Dataset ->
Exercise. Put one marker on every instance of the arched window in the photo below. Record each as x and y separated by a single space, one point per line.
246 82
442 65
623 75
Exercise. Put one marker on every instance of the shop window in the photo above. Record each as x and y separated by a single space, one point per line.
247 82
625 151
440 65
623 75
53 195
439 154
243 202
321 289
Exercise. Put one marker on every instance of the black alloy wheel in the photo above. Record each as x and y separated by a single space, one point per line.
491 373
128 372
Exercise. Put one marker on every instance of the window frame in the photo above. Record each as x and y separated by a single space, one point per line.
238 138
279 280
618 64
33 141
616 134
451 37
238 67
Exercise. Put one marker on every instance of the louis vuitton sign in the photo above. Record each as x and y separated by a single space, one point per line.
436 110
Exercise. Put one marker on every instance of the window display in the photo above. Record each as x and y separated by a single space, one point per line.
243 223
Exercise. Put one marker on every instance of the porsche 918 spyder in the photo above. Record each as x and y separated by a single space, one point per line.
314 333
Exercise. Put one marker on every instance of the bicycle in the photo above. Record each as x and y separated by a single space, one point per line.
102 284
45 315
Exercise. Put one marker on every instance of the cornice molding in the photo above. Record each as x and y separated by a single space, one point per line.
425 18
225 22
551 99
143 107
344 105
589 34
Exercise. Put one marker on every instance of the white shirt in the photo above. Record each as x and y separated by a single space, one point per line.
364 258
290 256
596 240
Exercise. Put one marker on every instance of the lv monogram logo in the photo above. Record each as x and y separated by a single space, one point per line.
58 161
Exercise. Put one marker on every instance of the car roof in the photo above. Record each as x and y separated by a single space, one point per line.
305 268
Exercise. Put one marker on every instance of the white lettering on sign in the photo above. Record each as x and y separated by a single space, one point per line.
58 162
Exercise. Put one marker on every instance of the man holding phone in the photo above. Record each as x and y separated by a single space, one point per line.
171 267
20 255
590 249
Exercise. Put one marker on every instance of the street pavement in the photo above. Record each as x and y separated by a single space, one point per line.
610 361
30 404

Required work -> Reproduce the entries exactly, each one as given.

Reply ->
Exercise. Put one marker on every instance of the arched window in the photo below. Record each as x and y separated by a single space, one point per line.
246 82
442 65
623 75
Exercise. Put one marker on every instance of the shop window in the photo above. Record each as x and y separated by a single space, one point per line.
247 82
625 151
440 65
623 75
53 195
439 154
243 202
321 289
Exercise. Put one marker on every instance of the black alloy wheel in the photo above. Record each as x and y separated by a single space, one point per line.
491 373
128 372
Exercise. Put one marker on every instance of the window frame in the photo above. Record each as x and y separated by a single space, one point per line.
238 138
279 280
618 64
33 141
616 134
451 37
238 67
Exercise. Put one marker on every instance of the louis vuitton sign in the photo above. Record each as x and y separated by a single space, one point per line.
436 110
Exercise. Put one marker on every instance of the window display in the photo above. Record each as x and y separated by a single space, one point per line.
243 223
Exercise. Put one marker on every instance of the porsche 918 spyder in the photo above. Record each as x and y separated by a single space, one point per line.
314 333
Exercise. Put one marker on every instance of the bicycle in the photo above. Record each as x and y separated by a single space, one point per line.
102 284
45 315
Exercise. Put one marker on every instance of the cornice molding in the photo above. Record each as x and y separated by a single space, one point per line.
425 18
225 22
551 99
143 107
344 105
589 34
Exercise. Put one marker on every instance of the white shirt in the photo above. Record each as x and y separated by a single space, one point per line.
364 258
290 256
596 240
Exercise. Put one marker on every instance of the lv monogram logo in the photo above. Record each as x and y separated by a single space, one point per line.
58 161
Exercise. Put one marker on every instance of the car roof in the photo above. Record each as x and y separated by a single space, one point per line.
305 268
Exercise. Put one marker on every instance of the white lettering on sign in the photo above. Record each as x and y separated by a single space, one point per line.
58 162
Exercise. Put one marker on every instance of the man holding phone in the photo above. Record each as x and y separated by a single space, one point per line.
171 267
20 255
590 249
Exercise. Put one marker on every instance of the street pavement in the photo above. Record each as x and y separated by a single space, one point per line.
610 361
30 404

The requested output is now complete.